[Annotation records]
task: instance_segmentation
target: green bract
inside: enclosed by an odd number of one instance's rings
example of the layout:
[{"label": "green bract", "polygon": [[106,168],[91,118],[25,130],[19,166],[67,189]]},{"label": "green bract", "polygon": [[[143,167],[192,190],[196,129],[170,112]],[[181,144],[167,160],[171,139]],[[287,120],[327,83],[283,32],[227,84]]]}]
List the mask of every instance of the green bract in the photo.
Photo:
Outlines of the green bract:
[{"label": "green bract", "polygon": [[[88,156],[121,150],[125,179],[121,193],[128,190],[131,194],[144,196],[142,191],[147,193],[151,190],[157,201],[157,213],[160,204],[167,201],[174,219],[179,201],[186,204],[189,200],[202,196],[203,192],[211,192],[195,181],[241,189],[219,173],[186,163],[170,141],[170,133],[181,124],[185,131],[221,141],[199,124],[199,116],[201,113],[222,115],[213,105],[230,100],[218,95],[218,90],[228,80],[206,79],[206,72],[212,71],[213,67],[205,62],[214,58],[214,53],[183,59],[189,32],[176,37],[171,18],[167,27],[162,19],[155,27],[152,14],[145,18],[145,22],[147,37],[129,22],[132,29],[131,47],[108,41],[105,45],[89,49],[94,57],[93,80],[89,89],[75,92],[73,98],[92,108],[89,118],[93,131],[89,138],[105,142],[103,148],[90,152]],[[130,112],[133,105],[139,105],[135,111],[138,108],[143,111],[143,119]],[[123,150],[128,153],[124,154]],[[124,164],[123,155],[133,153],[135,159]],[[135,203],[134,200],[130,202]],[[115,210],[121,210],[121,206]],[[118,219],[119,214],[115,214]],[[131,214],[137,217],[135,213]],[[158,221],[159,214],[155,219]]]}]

- Exercise description -
Update all the rows above by replacing "rings" with "loops" and keeping every other part of them the same.

- Output below -
task: instance_segmentation
target: green bract
inside: enclosed by an odd number of one instance's loops
example of the layout:
[{"label": "green bract", "polygon": [[106,168],[91,118],[25,130],[19,166],[67,189]]},{"label": "green bract", "polygon": [[[143,167],[192,190],[196,129],[170,112]],[[181,144],[167,160],[171,139]],[[287,120],[327,83],[283,32],[227,84]]]}]
List the mask of every instance of the green bract in the photo.
Photo:
Outlines of the green bract:
[{"label": "green bract", "polygon": [[[88,156],[121,150],[125,179],[121,193],[128,190],[131,194],[144,196],[142,191],[147,193],[151,190],[157,201],[157,213],[160,204],[167,201],[174,219],[179,201],[186,204],[189,200],[202,196],[203,192],[211,192],[195,181],[241,189],[219,173],[186,163],[170,141],[170,133],[181,124],[185,131],[221,141],[199,124],[199,116],[201,113],[222,115],[213,105],[230,100],[218,95],[218,90],[228,80],[206,79],[206,72],[212,71],[213,67],[205,62],[214,58],[214,53],[183,59],[189,32],[176,37],[171,18],[167,27],[162,19],[155,27],[152,14],[145,18],[145,22],[147,37],[129,22],[132,29],[131,47],[108,41],[105,45],[89,49],[94,57],[93,80],[89,89],[75,92],[73,98],[92,108],[89,118],[93,131],[89,138],[105,142],[103,148],[90,152]],[[130,112],[133,105],[139,105],[135,111],[138,108],[143,111],[143,119]],[[123,150],[128,153],[124,154]],[[124,164],[123,155],[133,153],[135,159]],[[135,203],[134,200],[130,202]],[[115,210],[121,210],[121,206]],[[118,219],[119,214],[115,214]],[[131,214],[137,217],[135,213]],[[158,221],[159,214],[155,219]]]}]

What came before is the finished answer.